TASK REQUIREMENTS >> Once the pictures are set aside, copy the data below exactly as it stands.
---------------
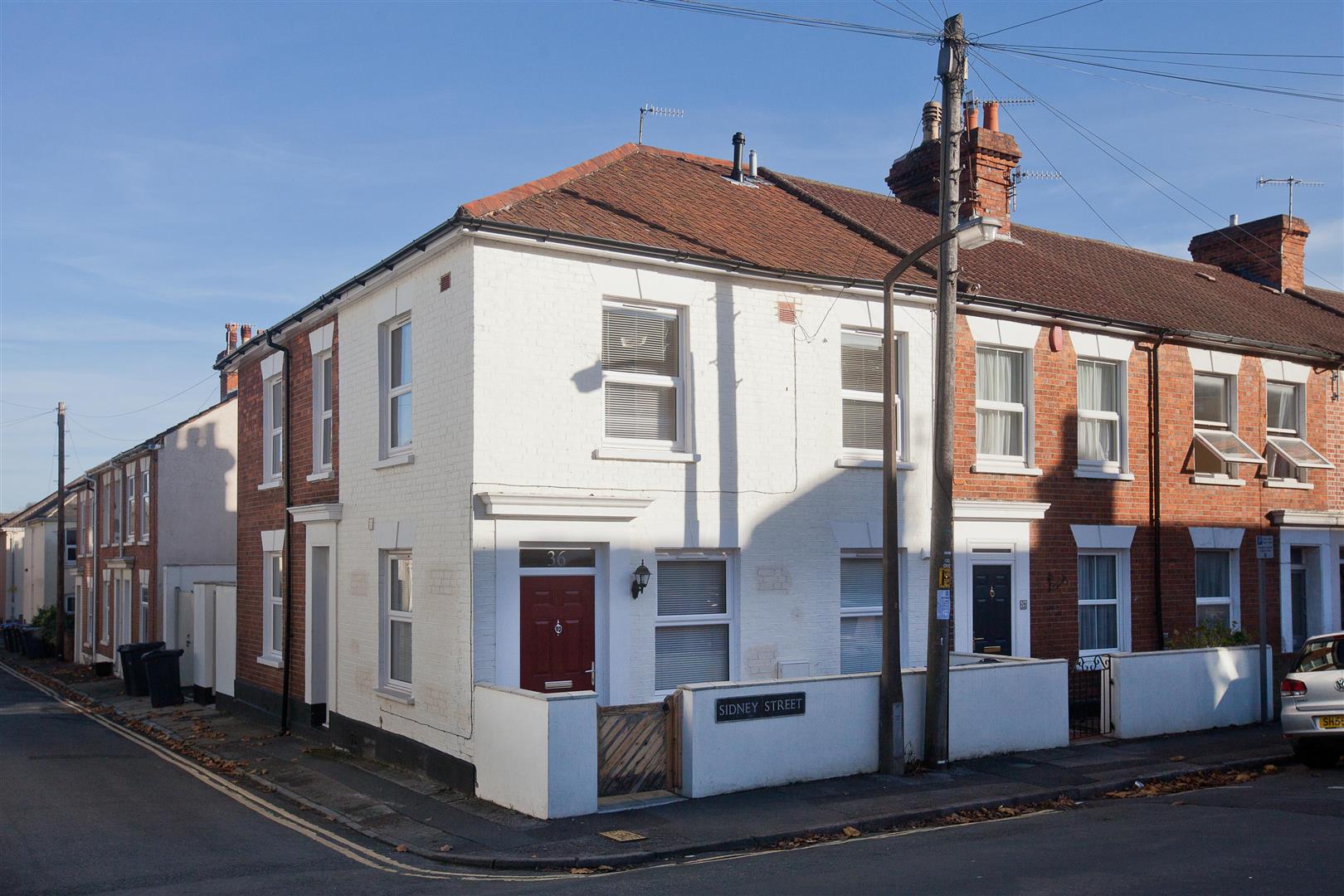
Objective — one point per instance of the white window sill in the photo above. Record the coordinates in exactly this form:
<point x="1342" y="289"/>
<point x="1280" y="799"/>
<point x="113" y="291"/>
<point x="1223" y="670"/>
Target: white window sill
<point x="1288" y="484"/>
<point x="1004" y="469"/>
<point x="1103" y="475"/>
<point x="396" y="694"/>
<point x="397" y="460"/>
<point x="644" y="455"/>
<point x="1200" y="479"/>
<point x="852" y="462"/>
---------------
ANSWER FOR THE TASK >>
Objective — one point per instance of the white window sill in the photo above. Record the coordinates in exactly this form:
<point x="1342" y="289"/>
<point x="1280" y="799"/>
<point x="113" y="291"/>
<point x="1223" y="670"/>
Target: white window sill
<point x="1288" y="484"/>
<point x="1004" y="469"/>
<point x="1103" y="475"/>
<point x="396" y="694"/>
<point x="397" y="460"/>
<point x="644" y="455"/>
<point x="1200" y="479"/>
<point x="852" y="462"/>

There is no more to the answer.